原文节选:
□ □ □
面试题 17.11. 单词距离

题目

有个内含单词的超大文本文件，给定任意两个单词，找出在这个文件中这两个单词的最短距离(相隔单词数)。如果寻找过程在这个文件中会重复多次，而每次寻找的单词不同，你能对此优化吗?

示例：

输入：words = ["I","am","a","student","from","a","university","in","a","city"], word1 = "a", word2 = "student"
输出：1

分析： 一种解法是采用双指针，遍历数组，记录找到的单词的位置，两个指针单词不同则计算中间的距离，相同则更新前指针位置到后指针，后指针继续遍历。第二种方法是分别记录下两个单词在文件中出现的所有坐标，然后计算两个坐标组之间的最小距离。
方法1： 双指针

class Solution:
    def findClosest(self, words: List[str], word1: str, word2: str) -> int:
        word1_loc = []
        word2_loc = []
        for i in range(len(words)):
            if words[i] == word1:
                word1_loc.append(i)
            elif words[i] == word2:
                word2_loc.append(i)
        i, j = 0, 0
        min_distance = len(words)
        while i < len(word1_loc) and j < len(word2_loc):
            min_distance = min(min_distance, abs(word1_loc[i]-word2_loc[j]))
            if word1_loc[i] > word2_loc[j]:
                j += 1
            else:
                i += 1
        return min_distance

方法2：

class Solution:
    def findClosest(self, words: List[str], word1: str, word2: str) -> int:
        word1_loc = []
        word2_loc = []
        for i in range(len(words)):
            if words[i] == word1:
                word1_loc.append(i)
            elif words[i] == word2:
                word2_loc.append(i)
        i, j = 0, 0
        min_distance = len(words)
        while i < len(word1_loc) and j < len(word2_loc):
            min_distance = min(min_distance, abs(word1_loc[i]-word2_loc[j]))
            if word1_loc[i] > word2_loc[j]:
                j += 1
            else:
                i += 1
        return min_distance
□ □ □
要做的事:
[A] 在单词距离题解的分析部分，第一种解法用的是什么方法？
[B] 把单词距离题解里从“面试题 17.11. 单词距离”一直往下到“算两个坐标组之间的最小距离。”的这段原样照抄一遍。
这些条目另有出处，不是从单词距离题解里来的。

给出的数据:
□ □ □
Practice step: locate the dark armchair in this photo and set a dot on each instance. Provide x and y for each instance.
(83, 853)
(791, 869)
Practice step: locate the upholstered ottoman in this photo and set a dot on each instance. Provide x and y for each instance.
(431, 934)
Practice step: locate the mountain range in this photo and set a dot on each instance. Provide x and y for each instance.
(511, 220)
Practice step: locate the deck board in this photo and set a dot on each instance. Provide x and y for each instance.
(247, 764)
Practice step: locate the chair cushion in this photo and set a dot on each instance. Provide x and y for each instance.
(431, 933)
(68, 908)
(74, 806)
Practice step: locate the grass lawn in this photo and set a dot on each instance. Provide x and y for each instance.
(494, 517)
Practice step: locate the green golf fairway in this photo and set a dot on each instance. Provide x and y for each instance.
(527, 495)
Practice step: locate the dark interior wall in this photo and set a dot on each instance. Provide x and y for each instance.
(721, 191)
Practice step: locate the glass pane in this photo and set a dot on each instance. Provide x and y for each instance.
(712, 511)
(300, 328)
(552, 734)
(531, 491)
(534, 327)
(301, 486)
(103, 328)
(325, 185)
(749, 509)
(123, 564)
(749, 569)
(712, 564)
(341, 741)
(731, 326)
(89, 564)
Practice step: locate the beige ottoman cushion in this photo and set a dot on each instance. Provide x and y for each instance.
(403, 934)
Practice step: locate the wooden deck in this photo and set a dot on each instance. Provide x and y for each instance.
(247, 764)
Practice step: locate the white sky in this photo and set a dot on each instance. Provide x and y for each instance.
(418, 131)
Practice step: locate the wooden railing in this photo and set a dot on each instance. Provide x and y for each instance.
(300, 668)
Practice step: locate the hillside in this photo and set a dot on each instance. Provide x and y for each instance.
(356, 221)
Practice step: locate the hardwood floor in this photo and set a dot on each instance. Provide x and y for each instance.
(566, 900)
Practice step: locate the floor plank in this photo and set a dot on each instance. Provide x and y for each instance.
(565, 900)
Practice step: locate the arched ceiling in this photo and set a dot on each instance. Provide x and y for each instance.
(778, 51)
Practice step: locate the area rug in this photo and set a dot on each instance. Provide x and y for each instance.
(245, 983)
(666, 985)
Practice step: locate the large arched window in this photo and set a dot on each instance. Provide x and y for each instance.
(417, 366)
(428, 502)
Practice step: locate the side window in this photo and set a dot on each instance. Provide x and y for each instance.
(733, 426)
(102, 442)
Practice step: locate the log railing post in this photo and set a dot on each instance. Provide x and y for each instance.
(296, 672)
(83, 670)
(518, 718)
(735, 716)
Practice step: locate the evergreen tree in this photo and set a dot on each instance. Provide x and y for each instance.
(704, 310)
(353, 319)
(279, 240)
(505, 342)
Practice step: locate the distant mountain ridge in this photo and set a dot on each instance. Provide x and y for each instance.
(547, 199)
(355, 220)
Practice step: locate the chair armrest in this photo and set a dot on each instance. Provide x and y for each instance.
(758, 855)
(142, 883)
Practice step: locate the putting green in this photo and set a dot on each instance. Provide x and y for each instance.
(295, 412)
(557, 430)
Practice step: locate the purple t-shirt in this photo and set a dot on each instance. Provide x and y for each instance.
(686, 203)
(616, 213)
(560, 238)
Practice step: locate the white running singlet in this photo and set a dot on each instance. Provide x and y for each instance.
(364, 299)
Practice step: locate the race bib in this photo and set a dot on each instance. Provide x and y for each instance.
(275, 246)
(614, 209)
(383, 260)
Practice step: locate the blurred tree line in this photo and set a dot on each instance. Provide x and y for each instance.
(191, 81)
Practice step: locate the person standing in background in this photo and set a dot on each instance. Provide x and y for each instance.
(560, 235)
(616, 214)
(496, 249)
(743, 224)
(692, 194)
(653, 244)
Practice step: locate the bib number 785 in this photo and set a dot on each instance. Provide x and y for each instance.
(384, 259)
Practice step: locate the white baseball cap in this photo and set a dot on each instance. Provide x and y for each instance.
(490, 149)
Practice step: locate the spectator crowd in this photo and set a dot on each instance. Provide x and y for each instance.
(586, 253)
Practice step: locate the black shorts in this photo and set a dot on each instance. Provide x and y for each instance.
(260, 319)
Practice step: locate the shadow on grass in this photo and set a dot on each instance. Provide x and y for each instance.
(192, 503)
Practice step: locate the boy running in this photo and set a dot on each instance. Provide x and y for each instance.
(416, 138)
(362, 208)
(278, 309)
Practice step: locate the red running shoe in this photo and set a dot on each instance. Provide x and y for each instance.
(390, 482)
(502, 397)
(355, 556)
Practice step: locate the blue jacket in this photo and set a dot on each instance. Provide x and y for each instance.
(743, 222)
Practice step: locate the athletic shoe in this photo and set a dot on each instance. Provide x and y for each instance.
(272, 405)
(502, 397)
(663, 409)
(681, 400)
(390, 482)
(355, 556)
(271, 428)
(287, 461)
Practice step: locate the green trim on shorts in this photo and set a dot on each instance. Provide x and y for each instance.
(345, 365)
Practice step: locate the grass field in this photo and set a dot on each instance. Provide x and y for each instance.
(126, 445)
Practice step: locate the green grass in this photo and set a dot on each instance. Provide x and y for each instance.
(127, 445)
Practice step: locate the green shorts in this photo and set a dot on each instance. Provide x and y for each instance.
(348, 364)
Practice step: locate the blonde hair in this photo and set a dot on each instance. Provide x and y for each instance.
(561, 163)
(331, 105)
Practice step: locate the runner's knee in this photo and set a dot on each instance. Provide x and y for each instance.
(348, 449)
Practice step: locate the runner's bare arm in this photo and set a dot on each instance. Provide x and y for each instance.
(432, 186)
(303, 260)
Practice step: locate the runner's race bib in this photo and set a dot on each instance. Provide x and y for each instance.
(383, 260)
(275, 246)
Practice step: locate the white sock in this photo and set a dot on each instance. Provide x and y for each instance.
□ □ □
答复:
[A] 双指针。

[B]
面试题 17.11. 单词距离

题目

有个内含单词的超大文本文件，给定任意两个单词，找出在这个文件中这两个单词的最短距离(相隔单词数)。如果寻找过程在这个文件中会重复多次，而每次寻找的单词不同，你能对此优化吗?

示例：

输入：words = ["I","am","a","student","from","a","university","in","a","city"], word1 = "a", word2 = "student"
输出：1

分析： 一种解法是采用双指针，遍历数组，记录找到的单词的位置，两个指针单词不同则计算中间的距离，相同则更新前指针位置到后指针，后指针继续遍历。第二种方法是分别记录下两个单词在文件中出现的所有坐标，然后计算两个坐标组之间的最小距离。